EXERCISE: For each entry, return the text exactly and omit any image.

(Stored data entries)
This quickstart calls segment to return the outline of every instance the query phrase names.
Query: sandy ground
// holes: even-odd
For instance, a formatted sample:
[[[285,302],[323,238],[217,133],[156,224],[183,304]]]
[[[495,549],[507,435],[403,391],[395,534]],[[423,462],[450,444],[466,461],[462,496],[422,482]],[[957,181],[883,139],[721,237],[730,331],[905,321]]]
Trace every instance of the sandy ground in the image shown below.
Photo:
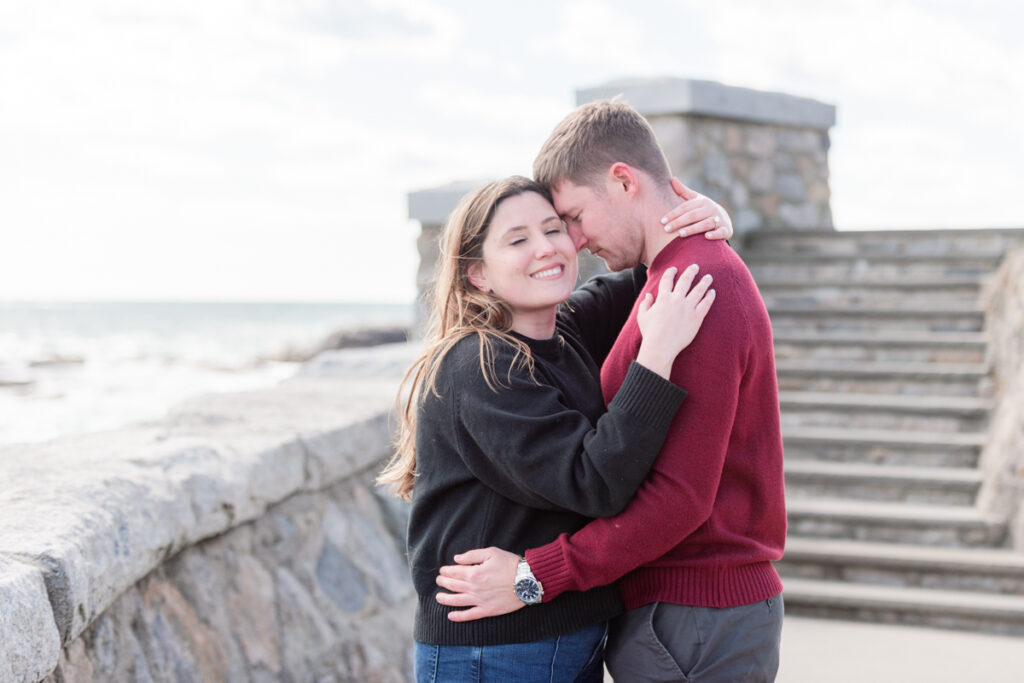
[[[1022,683],[1024,638],[786,617],[778,683],[861,681]]]
[[[1024,638],[786,617],[779,683],[1024,681]]]

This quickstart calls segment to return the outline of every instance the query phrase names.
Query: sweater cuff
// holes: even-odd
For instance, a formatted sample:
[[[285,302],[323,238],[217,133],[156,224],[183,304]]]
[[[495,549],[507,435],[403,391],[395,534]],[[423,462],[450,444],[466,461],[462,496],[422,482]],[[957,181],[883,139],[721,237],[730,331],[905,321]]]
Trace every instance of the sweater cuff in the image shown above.
[[[616,407],[645,424],[667,426],[685,398],[685,389],[634,360],[630,361],[626,379],[608,404],[608,410]]]
[[[557,540],[524,553],[530,571],[544,588],[543,602],[550,602],[567,590],[575,590],[562,555],[562,534]]]

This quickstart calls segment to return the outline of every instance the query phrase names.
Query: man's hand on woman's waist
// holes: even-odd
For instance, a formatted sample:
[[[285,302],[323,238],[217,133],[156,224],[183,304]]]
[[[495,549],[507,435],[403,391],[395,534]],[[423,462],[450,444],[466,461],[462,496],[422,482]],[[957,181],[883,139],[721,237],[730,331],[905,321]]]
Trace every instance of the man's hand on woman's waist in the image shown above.
[[[496,617],[525,607],[513,586],[519,556],[501,548],[479,548],[455,556],[457,564],[441,567],[437,601],[448,607],[468,607],[448,614],[452,621]]]

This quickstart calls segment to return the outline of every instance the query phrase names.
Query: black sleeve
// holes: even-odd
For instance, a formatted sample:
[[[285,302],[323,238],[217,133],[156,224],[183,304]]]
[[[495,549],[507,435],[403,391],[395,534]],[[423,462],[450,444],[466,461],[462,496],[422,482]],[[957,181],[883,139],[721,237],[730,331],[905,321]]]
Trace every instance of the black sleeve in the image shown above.
[[[557,388],[526,371],[498,376],[495,392],[464,366],[454,389],[455,432],[466,466],[522,505],[610,517],[632,499],[661,450],[686,392],[632,363],[608,412],[591,424]],[[500,367],[498,365],[497,367]],[[506,366],[507,367],[507,366]]]
[[[562,305],[559,318],[575,331],[598,367],[604,363],[646,283],[647,268],[643,265],[595,275]]]

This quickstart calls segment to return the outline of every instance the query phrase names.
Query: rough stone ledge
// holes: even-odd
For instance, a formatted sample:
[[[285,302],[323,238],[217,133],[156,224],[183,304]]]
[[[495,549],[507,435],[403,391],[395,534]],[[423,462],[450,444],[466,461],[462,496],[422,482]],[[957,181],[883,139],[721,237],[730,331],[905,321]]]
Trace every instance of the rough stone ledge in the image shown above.
[[[51,671],[61,646],[179,550],[383,457],[414,352],[333,352],[322,372],[189,400],[157,423],[0,448],[0,680]],[[375,357],[388,360],[367,376]]]
[[[60,655],[39,567],[0,557],[0,601],[0,681],[39,680]]]

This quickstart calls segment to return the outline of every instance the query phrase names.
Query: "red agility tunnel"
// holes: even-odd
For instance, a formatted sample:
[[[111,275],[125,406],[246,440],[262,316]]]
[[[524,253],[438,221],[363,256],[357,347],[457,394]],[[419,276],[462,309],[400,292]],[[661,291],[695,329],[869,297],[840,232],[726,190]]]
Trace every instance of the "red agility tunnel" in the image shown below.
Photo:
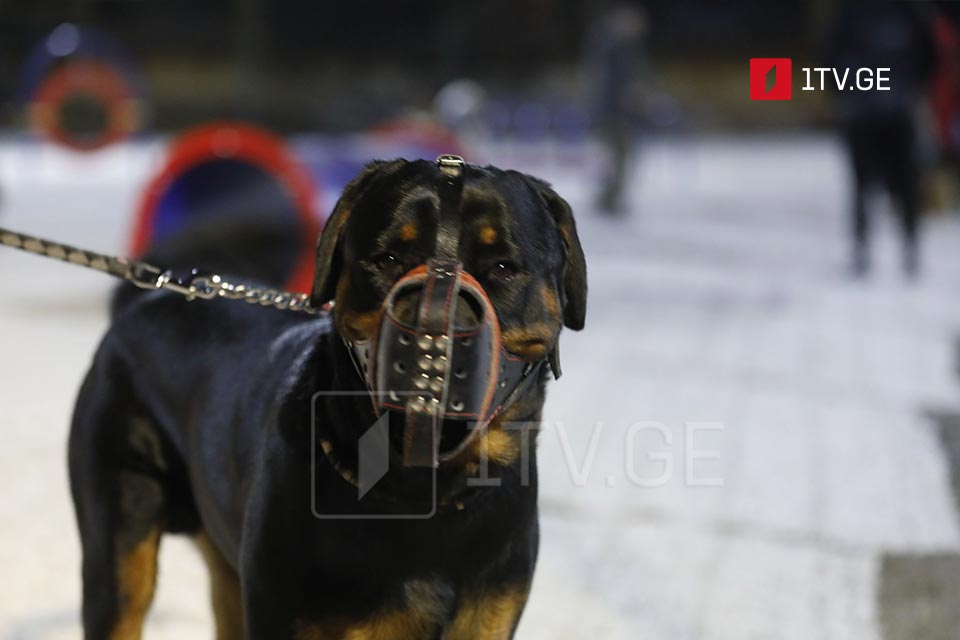
[[[205,125],[174,142],[148,185],[132,251],[144,255],[187,236],[201,247],[193,251],[203,261],[196,266],[308,292],[321,227],[317,202],[309,174],[278,137],[247,124]],[[238,229],[250,232],[243,242]]]

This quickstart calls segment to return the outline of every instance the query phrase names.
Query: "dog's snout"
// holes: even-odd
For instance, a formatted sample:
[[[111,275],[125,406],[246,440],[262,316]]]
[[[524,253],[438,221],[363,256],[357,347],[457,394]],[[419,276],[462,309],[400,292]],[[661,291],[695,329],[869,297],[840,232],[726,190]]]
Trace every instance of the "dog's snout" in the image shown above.
[[[400,322],[412,326],[417,324],[417,312],[420,308],[422,287],[407,287],[393,300],[393,315]]]
[[[457,329],[472,329],[483,322],[483,307],[471,292],[460,290],[454,325]]]
[[[413,285],[398,292],[393,301],[393,315],[400,322],[411,327],[417,325],[420,316],[420,301],[423,298],[423,286]],[[457,329],[471,329],[483,322],[483,307],[469,291],[461,290],[451,309],[453,323]]]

WRITTEN REPLY:
This quickstart calls segment to return the outline of every instance the query phrase names.
Query: sandy ground
// holes: even-odd
For instance, a formatted sample:
[[[285,302],[323,238],[217,133],[156,224],[183,304]]]
[[[495,549],[507,435],[403,391],[395,534]],[[423,462],[450,444],[466,461],[462,496],[422,482]],[[957,181],[883,139],[721,237],[730,331],[905,321]]]
Trace every instance of the sandy ground in the image shown below.
Photo:
[[[1022,683],[1024,638],[786,617],[778,683],[861,681]]]
[[[1024,638],[786,617],[779,683],[1024,681]]]

This quickstart calls segment to return the outline of every instance the query phrase names.
Query: sweater cuff
// holes: even-odd
For instance, a formatted sample:
[[[285,302],[323,238],[217,133],[156,224],[183,304]]]
[[[495,549],[507,435],[403,391],[395,534]],[[423,462],[450,444],[466,461],[462,496],[422,482]],[[957,181],[883,139],[721,237],[730,331],[905,321]]]
Trace every instance of the sweater cuff in the image shown above.
[[[616,407],[645,424],[667,426],[685,398],[685,389],[634,360],[630,361],[626,379],[608,404],[608,410]]]
[[[557,540],[524,553],[530,571],[544,588],[543,602],[550,602],[567,590],[575,590],[562,555],[562,534]]]

This quickstart calls segment to return the outline of every instance the query phrase names.
Query: man's hand on woman's waist
// holes: even-odd
For instance, a formatted sample:
[[[285,302],[323,238],[217,133],[156,224],[183,304]]]
[[[495,549],[507,435],[403,391],[395,534]],[[423,462],[450,444],[466,461],[462,496],[422,482]],[[957,181],[883,139],[721,237],[730,331],[905,321]]]
Trace every instance of the man's hand on woman's waist in the image shown above.
[[[496,617],[525,607],[513,586],[519,556],[501,548],[479,548],[455,556],[457,564],[441,567],[437,601],[448,607],[468,607],[448,614],[452,621]]]

This quickstart calls segment to return the outline of every instance the query phrase names.
Query: black sleeve
// holes: even-odd
For instance, a formatted sample:
[[[285,302],[323,238],[217,133],[156,224],[183,304]]]
[[[495,549],[507,435],[403,391],[395,534]],[[423,462],[450,444],[466,461],[462,496],[422,482]],[[957,181],[883,139],[721,237],[730,331],[905,321]]]
Trace every instance of the black sleeve in the image shown above.
[[[557,388],[526,371],[498,376],[495,392],[464,366],[454,389],[455,432],[466,466],[522,505],[610,517],[632,499],[661,450],[686,392],[632,363],[608,412],[591,424]],[[500,367],[498,365],[497,367]],[[506,366],[507,367],[507,366]]]
[[[562,305],[559,318],[575,331],[598,367],[604,363],[646,283],[647,268],[643,265],[595,275]]]

This quickstart calls segment to return the outline of every instance the query phrase names.
Query: rough stone ledge
// holes: even-odd
For instance, a formatted sample:
[[[285,302],[323,238],[217,133],[156,224],[183,304]]]
[[[495,549],[507,435],[403,391],[395,534]],[[423,462],[450,444],[466,461],[462,496],[422,482]],[[957,181],[883,139],[721,237],[730,331],[905,321]]]
Trace every instance of the rough stone ledge in the image shown above.
[[[51,671],[61,646],[179,550],[383,457],[414,352],[333,352],[322,372],[189,400],[157,423],[0,448],[0,680]],[[375,357],[388,360],[367,376]]]
[[[60,655],[39,567],[0,557],[0,601],[0,681],[39,680]]]

This quickstart calls segment to return the outline of every instance the query phrase names.
Query: "red agility tunnel"
// holes: even-odd
For instance, a formatted sample:
[[[111,275],[125,406],[246,440],[262,316]]]
[[[524,253],[438,221],[363,256],[357,347],[457,394]],[[419,276],[462,309],[400,292]],[[661,291],[695,329],[869,297],[840,232],[726,190]]]
Trace every instance of the "red agility tunnel" in the image shown below.
Photo:
[[[205,125],[174,142],[148,185],[132,251],[144,255],[187,236],[201,247],[193,251],[203,261],[196,266],[308,292],[321,227],[317,202],[309,174],[278,137],[247,124]],[[238,229],[250,232],[243,242]]]

This quickstart calls segment to return the outline of every instance the query phrase names.
Query: "dog's snout"
// holes: even-odd
For instance, a formatted sample:
[[[111,275],[125,406],[246,440],[262,316]]]
[[[524,253],[438,221],[363,256],[357,347],[457,394]],[[419,276],[462,309],[400,292]],[[661,291],[695,329],[869,297],[840,232],[726,190]]]
Trace every instance of the "dog's snout" in the image shown above.
[[[400,322],[412,326],[417,324],[417,312],[420,308],[422,287],[407,287],[393,300],[393,315]]]
[[[457,329],[472,329],[483,322],[483,307],[471,292],[460,290],[454,325]]]
[[[413,285],[398,292],[393,301],[393,315],[400,322],[411,327],[417,325],[420,316],[420,301],[423,298],[423,286]],[[457,329],[471,329],[483,322],[483,307],[469,291],[461,290],[451,309],[453,323]]]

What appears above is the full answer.